Written by Antony McPhee in All
Oct 15 th, 2017
How does BIM work, like really work, in the real world?
There are a proliferation of diagrams with arrows and graphics invariably arranged in a circle,
or as a seamless flow.
But none of these are explanations of how BIM actually works, they are blueprints of how the authors think BIM should work.
It is an attempt to promote the myth that “BIM is about process, not technology”, so that you will use the standard, guide, paid advice or academic career being pushed.
BIM does involve some new and different processes, but try doing it without technology. It would go from being a highly efficient process to one that involves an enormous amount of work and time that is error prone and tedious. Basically the benefits would evaporate.
The reason those of us that use BIM do so is for the efficiency benefits, both in time and accuracy. And as each of us has different deliverables and responsibilities we use BIM in distinctive ways, using the different “technologies” available to us. These “technologies” limit what we can do, and as it advances, we change the way we do things. To those of us working in the real world it is technology that drives the process.
But all that doesn’t matter. The original meaning and purpose of BIM (see my post on this issue) was that each player in the process used BIM to do their job more efficiently. The fact the information generated doing this could be easily provided to others was a bonus, not the purpose of using BIM in the first place.
Rather than do another diagram I thought I would try and describe the different BIMs that are happening in the construction industry now. There are sub-BIMs I haven’t mentioned, some of which with new technologies may grow into full BIMs.

──────────

**Written instruction 1**
Reproduce the BIM post word for word, everything from "There are a" down to "BIM should work.".
**Written instruction 2**
Summarize the BIM post in two sentences.
**Written instruction 3**
Write what comes next in the BIM post, picking up after its final sentence.

[Location identification entries]
──────────

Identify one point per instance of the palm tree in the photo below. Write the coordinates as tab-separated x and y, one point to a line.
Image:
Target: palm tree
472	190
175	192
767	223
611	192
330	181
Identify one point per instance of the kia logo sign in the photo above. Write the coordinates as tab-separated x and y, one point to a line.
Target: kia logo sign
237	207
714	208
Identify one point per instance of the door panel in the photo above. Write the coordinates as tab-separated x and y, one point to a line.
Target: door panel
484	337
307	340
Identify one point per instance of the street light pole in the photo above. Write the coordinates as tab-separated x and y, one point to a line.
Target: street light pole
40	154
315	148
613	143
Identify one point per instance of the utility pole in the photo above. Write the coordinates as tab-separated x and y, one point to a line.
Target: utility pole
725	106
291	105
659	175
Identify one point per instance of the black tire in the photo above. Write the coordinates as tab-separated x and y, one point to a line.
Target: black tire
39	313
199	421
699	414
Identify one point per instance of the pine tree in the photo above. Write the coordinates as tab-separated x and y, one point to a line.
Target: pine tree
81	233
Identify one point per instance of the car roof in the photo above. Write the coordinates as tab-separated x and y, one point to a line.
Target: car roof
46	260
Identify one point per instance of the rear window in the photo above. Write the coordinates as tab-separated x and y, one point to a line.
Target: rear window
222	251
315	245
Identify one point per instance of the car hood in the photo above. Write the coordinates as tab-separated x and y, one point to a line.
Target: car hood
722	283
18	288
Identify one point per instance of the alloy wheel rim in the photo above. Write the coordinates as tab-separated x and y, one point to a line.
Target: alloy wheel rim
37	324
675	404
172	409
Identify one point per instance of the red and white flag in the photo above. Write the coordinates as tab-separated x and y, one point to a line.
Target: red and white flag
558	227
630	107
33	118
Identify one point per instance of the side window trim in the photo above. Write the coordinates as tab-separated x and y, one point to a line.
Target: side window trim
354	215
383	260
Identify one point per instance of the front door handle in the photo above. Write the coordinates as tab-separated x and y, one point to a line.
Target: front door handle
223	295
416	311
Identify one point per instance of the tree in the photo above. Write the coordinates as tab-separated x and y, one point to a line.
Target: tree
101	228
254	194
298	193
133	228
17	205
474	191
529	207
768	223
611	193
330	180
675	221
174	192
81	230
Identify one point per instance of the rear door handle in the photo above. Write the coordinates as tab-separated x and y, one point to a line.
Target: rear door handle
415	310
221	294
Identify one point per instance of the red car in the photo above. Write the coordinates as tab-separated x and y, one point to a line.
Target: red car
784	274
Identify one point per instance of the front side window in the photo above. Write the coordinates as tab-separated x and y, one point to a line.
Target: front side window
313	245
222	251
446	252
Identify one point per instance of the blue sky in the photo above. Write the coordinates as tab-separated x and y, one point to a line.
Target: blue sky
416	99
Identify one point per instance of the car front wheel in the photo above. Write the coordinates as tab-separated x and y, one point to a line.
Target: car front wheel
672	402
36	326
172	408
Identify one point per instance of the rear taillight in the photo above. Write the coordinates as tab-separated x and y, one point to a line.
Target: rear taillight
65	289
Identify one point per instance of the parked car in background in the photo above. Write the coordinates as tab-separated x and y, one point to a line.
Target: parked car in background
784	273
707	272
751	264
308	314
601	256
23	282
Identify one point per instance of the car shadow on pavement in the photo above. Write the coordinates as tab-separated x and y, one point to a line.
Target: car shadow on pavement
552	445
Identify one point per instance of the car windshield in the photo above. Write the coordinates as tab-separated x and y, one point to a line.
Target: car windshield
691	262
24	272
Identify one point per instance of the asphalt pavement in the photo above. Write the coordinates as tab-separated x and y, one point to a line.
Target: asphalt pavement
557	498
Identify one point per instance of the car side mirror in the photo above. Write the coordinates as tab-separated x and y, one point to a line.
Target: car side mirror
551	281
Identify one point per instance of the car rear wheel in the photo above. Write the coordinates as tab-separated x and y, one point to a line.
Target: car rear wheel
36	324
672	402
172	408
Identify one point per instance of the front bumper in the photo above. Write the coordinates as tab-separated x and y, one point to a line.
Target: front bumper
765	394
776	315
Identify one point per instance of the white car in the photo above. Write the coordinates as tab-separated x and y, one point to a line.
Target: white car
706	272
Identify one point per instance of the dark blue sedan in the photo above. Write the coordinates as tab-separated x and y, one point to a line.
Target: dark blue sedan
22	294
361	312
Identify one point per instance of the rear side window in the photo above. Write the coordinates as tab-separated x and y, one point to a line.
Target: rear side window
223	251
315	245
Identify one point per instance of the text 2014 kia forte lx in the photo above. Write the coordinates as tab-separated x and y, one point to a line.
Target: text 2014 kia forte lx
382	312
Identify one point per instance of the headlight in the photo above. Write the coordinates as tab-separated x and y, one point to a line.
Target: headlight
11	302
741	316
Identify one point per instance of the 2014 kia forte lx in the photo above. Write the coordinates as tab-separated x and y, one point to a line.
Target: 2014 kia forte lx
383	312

──────────

**Final result 1**
There are a proliferation of diagrams with arrows and graphics invariably arranged in a circle,
or as a seamless flow.
But none of these are explanations of how BIM actually works, they are blueprints of how the authors think BIM should work.

**Final result 2**
The post argues that the many BIM diagrams show how their authors think BIM should work rather than how it actually works, and that in the real world it is technology that drives the process. It adds that BIM was originally meant to help each player do their own job more efficiently, with easy sharing of information only a bonus, and it sets out to describe the different BIMs now happening in the construction industry.

**Final result 3**
An example is Costing BIM. Quantity data can be extracted from design and construction BIMs to assist costing, but currently a separate Costing BIM, or cost model, is not created. That may change if (or when) cost estimating includes future operational costs. A separate cost model would be required as neither the design professionals nor contractors include this data in their models, their expertise and responsibilities are in building creation, not building operations.
I’ve counted four major types of BIM in current use.
Survey BIM is the creation of a virtual model of what already exists.
It is very new field as advances in technology make it economic, with new players entering the field. Traditionally design professionals have modelled existing conditions, but one would expect Land Surveyors to become the main creators of survey BIM.
The deliverable is an virtual model of existing buildings, services and terrain, which can be used by design professionals for new works, or by facilities management as the basis for FM BIM.
Technologies like drones and laser scanning are used to gather data, but a Survey BIM is more than gathered data. This data is used to create a virtual model of intelligent objects.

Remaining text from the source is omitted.